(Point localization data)
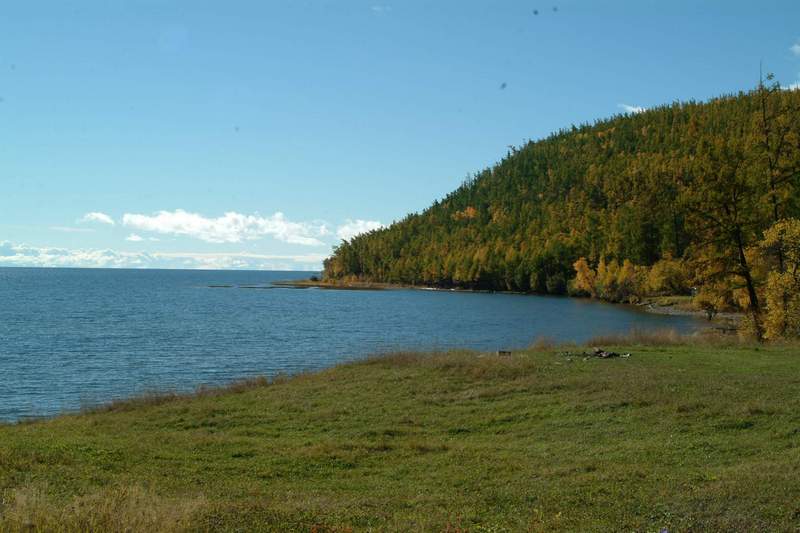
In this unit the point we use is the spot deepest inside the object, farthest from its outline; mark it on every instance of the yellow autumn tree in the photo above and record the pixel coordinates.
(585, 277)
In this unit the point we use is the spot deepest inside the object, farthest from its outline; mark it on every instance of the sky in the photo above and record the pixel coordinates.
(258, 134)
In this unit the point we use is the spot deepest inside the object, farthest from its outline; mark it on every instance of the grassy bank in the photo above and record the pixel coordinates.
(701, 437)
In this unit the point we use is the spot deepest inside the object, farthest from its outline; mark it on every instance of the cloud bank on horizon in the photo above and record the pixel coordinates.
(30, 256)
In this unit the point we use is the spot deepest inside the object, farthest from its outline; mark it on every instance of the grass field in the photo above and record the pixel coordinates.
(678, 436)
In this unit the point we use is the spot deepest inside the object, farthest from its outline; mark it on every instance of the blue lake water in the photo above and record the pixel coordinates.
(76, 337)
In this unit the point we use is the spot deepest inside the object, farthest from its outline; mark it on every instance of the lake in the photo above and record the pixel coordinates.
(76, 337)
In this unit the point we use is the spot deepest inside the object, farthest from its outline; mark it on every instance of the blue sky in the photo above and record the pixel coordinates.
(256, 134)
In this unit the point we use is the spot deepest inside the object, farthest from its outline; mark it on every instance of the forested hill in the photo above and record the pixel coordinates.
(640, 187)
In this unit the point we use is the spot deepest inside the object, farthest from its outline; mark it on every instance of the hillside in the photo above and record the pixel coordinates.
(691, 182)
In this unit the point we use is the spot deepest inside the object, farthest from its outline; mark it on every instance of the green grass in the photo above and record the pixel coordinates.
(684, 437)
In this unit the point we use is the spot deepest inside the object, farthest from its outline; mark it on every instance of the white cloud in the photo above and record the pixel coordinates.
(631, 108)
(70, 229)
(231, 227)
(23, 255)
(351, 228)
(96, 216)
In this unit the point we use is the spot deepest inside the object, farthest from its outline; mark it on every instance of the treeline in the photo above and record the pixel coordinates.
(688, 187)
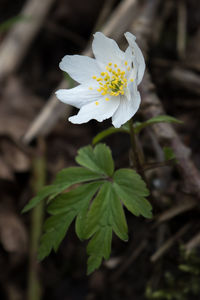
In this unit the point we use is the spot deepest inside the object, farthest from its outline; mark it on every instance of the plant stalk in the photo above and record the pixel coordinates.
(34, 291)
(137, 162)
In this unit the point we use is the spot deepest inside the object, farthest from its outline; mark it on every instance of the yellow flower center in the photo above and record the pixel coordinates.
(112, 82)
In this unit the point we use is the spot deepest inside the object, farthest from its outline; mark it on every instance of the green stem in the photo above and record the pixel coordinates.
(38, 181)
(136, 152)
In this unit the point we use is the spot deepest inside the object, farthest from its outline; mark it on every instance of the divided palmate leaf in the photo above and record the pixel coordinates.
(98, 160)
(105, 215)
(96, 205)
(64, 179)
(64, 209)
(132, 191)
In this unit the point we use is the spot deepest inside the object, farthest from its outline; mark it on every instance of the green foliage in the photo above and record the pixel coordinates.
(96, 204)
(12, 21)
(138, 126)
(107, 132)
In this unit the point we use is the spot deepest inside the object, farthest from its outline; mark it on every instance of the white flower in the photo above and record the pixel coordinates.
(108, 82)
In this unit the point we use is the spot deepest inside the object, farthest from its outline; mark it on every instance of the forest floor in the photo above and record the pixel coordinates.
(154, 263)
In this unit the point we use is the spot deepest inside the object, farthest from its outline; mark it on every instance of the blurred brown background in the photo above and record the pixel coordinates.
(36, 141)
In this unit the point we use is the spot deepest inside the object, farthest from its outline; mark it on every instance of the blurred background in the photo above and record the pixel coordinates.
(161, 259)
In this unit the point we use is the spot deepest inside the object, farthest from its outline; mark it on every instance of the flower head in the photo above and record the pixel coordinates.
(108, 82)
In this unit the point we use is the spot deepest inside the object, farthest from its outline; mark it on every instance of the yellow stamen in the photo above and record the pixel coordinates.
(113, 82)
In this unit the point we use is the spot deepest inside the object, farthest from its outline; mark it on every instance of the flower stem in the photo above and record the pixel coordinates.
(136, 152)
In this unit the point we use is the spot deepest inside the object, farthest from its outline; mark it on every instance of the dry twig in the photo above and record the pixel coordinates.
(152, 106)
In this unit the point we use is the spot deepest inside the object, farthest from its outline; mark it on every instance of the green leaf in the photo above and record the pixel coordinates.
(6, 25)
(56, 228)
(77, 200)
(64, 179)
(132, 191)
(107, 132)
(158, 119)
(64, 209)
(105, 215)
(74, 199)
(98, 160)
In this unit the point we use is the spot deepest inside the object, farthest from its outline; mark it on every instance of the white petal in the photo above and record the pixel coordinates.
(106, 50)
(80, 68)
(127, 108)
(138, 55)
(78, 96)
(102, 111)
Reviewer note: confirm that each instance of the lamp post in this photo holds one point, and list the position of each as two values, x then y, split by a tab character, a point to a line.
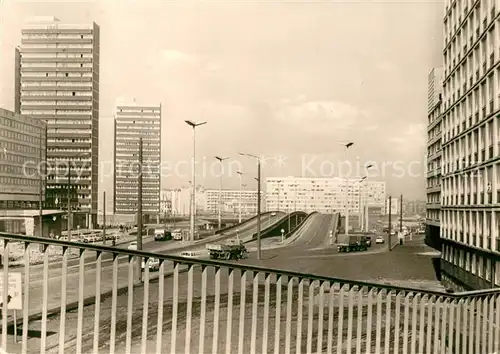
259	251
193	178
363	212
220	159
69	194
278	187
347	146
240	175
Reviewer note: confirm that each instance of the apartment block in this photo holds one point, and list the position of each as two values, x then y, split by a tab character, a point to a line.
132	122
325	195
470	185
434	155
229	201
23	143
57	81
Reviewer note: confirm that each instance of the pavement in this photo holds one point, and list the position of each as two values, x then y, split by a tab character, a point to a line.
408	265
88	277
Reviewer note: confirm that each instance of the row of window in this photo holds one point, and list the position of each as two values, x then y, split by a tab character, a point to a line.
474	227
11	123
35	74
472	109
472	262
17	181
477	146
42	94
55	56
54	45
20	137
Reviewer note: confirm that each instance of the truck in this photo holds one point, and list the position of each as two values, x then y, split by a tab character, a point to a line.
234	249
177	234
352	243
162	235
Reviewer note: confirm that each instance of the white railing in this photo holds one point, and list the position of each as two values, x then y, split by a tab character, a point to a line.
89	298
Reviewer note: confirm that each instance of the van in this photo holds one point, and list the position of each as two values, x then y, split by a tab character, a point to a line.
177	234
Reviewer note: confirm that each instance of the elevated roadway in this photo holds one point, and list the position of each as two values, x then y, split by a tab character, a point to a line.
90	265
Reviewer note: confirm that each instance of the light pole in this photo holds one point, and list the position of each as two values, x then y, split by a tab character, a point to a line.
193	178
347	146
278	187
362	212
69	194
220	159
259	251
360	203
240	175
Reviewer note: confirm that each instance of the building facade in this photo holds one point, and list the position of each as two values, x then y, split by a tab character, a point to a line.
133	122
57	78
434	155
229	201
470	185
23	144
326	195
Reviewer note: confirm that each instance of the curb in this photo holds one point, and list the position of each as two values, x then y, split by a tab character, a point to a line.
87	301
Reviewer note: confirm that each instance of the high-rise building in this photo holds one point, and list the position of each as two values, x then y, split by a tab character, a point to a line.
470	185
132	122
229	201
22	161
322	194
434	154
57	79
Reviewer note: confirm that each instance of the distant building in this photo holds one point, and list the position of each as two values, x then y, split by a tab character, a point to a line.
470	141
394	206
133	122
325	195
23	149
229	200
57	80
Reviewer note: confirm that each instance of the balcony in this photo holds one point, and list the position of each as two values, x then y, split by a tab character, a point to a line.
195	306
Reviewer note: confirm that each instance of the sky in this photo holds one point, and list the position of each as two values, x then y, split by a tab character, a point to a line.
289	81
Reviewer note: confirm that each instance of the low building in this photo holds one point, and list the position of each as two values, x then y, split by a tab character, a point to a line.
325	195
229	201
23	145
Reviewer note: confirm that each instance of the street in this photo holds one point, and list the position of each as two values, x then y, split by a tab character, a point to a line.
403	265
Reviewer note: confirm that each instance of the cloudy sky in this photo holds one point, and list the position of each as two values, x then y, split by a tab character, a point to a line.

* **WHAT NEEDS TO BE DONE**
Reproduce all of the data exactly, omitting each picture it holds.

* **WRITTEN RESPONSE**
In this unit the point we use is the spot deepest inside the object, farthest from its outline; mark it on every instance of the yellow autumn tree in the photo above and record the pixel coordinates.
(585, 277)
In this unit the point we use is the spot deepest inside the object, farthest from its outline; mark it on every instance of the sky in the photo above and record the pixel coordinates.
(258, 134)
In this unit the point we use is the spot deepest inside the object, farthest from its outline; mark it on every instance of the grassy bank in the photo above and record the pixel coordinates.
(701, 437)
In this unit the point we use is the spot deepest inside the object, farthest from its outline; mark it on every instance of the cloud bank on horizon in the photo above and record the pixel coordinates.
(30, 256)
In this unit the point we use is the spot deepest inside the object, farthest from its outline; mark it on every instance of the grass field in the photo above and record the pixel coordinates.
(678, 436)
In this unit the point we use is the spot deepest inside the object, farthest from its outline; mark it on every instance of the blue lake water in the photo above and record the pixel coordinates.
(76, 337)
In this unit the point we use is the spot deepest inside the object, farthest from its outline; mark it on every instance of the lake in the photo above and record the pixel coordinates.
(76, 337)
In this unit the point we use is the spot deepest inside the object, farthest from its outline; mark it on every instance of the blue sky in the photo above and record the pixel coordinates.
(256, 134)
In this unit the point we use is the spot deepest inside the object, farthest from its outline; mark it on every instance of the forested hill in the photo above and record the pixel coordinates.
(640, 187)
In this unit the point we use is the spot deepest inside the object, farthest from its outline; mark it on every instance of the hillside in the photo above and record the pixel coordinates.
(691, 182)
In this unit the point we use is the spot deepest inside the object, farthest from its outline; mark it on every instance of the green grass in the photo above and record the pixel coordinates.
(684, 437)
In this unit the point we use is the spot deepest inside the object, farthest from its outline; mark it on every instance of the white cloud in the photo above and record the pixel coordinates.
(631, 108)
(70, 229)
(231, 227)
(23, 255)
(351, 228)
(96, 216)
In this unit the point we use is the spot deepest inside the object, farthest from its outline; mark it on every instance of the treeline in the photo above and record the pixel coordinates.
(688, 187)
In this unit the point we use is the spot deepest inside the object, farthest from its outline; mark it on every instance of the plant stalk in the photo above and record the pixel coordinates.
(34, 291)
(137, 162)
In this unit the point we use is the spot deepest inside the object, farthest from its outline; mark it on every instance of the yellow flower center in the photo above and record the pixel coordinates.
(112, 82)
In this unit the point we use is the spot deepest inside the object, farthest from its outline; mark it on every instance of the green stem in the photo above and record the pixel coordinates.
(38, 181)
(136, 152)
In this unit the point we use is the spot deepest inside the object, farthest from its outline; mark it on every instance of the divided palmate leaf in the photo above and record the pixel coordinates.
(98, 160)
(105, 215)
(96, 205)
(64, 179)
(64, 209)
(132, 191)
In this unit the point we use is the spot deepest inside the object, farthest from its outline; mark it on every instance of the green foliage in the photo above and record the pixel coordinates.
(96, 204)
(12, 21)
(138, 126)
(107, 132)
In this unit the point we use is the spot deepest inside the object, farthest from its outline; mark it on every instance of the white flower in the photo above and record the pixel coordinates.
(108, 82)
In this unit the point we use is the spot deepest inside the object, farthest from its outline; mark it on every instance of the forest floor in the photo above and record the pixel coordinates.
(154, 263)
In this unit the point we use is the spot deepest inside the object, farthest from its outline; mark it on every instance of the blurred brown background in the photo above and record the pixel coordinates.
(36, 141)
In this unit the point we use is the spot deepest inside the object, farthest from its outline; mark it on every instance of the blurred background in the photo above and record the pixel coordinates.
(161, 259)
In this unit the point we use is the spot deepest inside the object, farthest from its outline; mark it on every instance of the flower head in the photo above and record the pixel coordinates.
(108, 82)
In this unit the point we use is the spot deepest inside the object, farthest from its outline; mark it on every instance of the yellow stamen in the photo above and record the pixel coordinates.
(113, 82)
In this unit the point we use is the spot deepest inside the object, farthest from its outline; mark it on every instance of the flower stem in the photo above and record the pixel coordinates.
(136, 152)
In this unit the point we use is the spot deepest inside the object, farthest from its outline; mark it on every instance of the dry twig in the photo above and record the pixel coordinates.
(152, 106)
In this unit the point we use is the spot deepest inside the object, farthest from its outline; mark it on every instance of the green leaf in the photo above and record the pixel coordinates.
(6, 25)
(56, 228)
(77, 200)
(64, 179)
(132, 191)
(107, 132)
(158, 119)
(64, 209)
(105, 215)
(74, 199)
(98, 160)
In this unit the point we use is the spot deepest inside the object, farthest from its outline; mark it on every instance of the white petal in the photo above and record the pixel coordinates.
(106, 50)
(80, 68)
(127, 108)
(138, 55)
(78, 96)
(102, 111)
Reviewer note: confirm that each instance of the lamp post in this photo holds one point, and list the position of each as two values, x then y, split by a tab character, a point to a line.
259	251
193	178
363	212
220	159
69	194
278	187
347	146
240	175
Reviewer note: confirm that each instance of the apartment block in this photo holds one point, and list the position of each as two values, x then y, split by a tab character, a point to a line.
132	122
325	195
470	185
434	155
229	201
23	143
57	81
Reviewer note: confirm that each instance of the pavement in this photo holds one point, and list the position of each as two values, x then y, split by a tab character, a point to a line.
408	265
88	277
Reviewer note: confirm that each instance of the row of window in this photo holds one point, and list the position of each as two values, x then y, split by a tab character, a point to a line.
474	227
11	123
35	74
472	109
472	262
17	181
477	146
42	94
55	56
54	45
20	137
Reviewer note: confirm that each instance of the truck in this photo holds one point, and list the position of each as two values, x then y, split by a tab character, a point to a line.
234	249
177	234
352	243
162	235
Reviewer note: confirm that each instance of the white railing in this photo holds one point, and list the position of each as two values, x then y, split by a tab character, a point to a line.
89	298
Reviewer note: confirm that each instance of the van in this photo holds one point, and list the position of each as two values, x then y, split by a tab character, a point to a line.
177	234
Reviewer note: confirm that each instance of the elevated roadway in this photo holds one point, and list the position of each as two values, x then y, split by a tab character, a point to a line.
90	265
Reviewer note: confirm that each instance of the light pole in this photo holds one point, and list the position of each as two values, x then y, split by a tab character, a point to a line.
193	178
347	146
278	187
362	212
69	194
220	159
259	251
360	203
240	175
Reviewer note: confirm that each instance of the building facade in this photo holds one point, and list the position of each as two values, x then y, split by a tab character, a point to a line.
133	122
57	78
434	155
229	201
470	185
23	144
326	195
Reviewer note: confirm that each instance of the curb in this photo holds one point, and list the position of each as two values, x then y, split by a tab character, a point to a line.
87	301
Reviewer note: confirm that each instance of the high-rise building in this photo holds one point, and list the position of each as two values, x then y, split by a tab character, a point to a line.
470	185
132	122
229	201
22	161
322	194
434	154
57	79
Reviewer note: confirm that each instance of the distant building in this photo holds one point, and list the position of each as two values, x then y, split by a tab character, a point to a line.
470	141
394	206
133	122
325	195
23	149
229	200
57	80
Reviewer note: confirm that each instance of the balcony in this photo holds one point, and list the position of each as two values, x then y, split by a tab character, a point to a line.
195	306
Reviewer note: confirm that each instance of the sky in this photo holds one point, and list the position of each as two values, x then y, split by a tab character, a point to a line.
289	81
Reviewer note: confirm that each instance of the low building in this photo holds one point, and list the position of each as two values, x then y, split by a tab character, a point to a line.
325	195
229	201
23	145
Reviewer note: confirm that each instance of the street in this photo holds one point, and list the position of each as two values, x then y, split by a tab character, a point to a line.
403	265
Reviewer note: confirm that each instance of the cloudy sky in this photo holds one point, and list the position of each as two values, x then y, split by a tab character, a point to a line.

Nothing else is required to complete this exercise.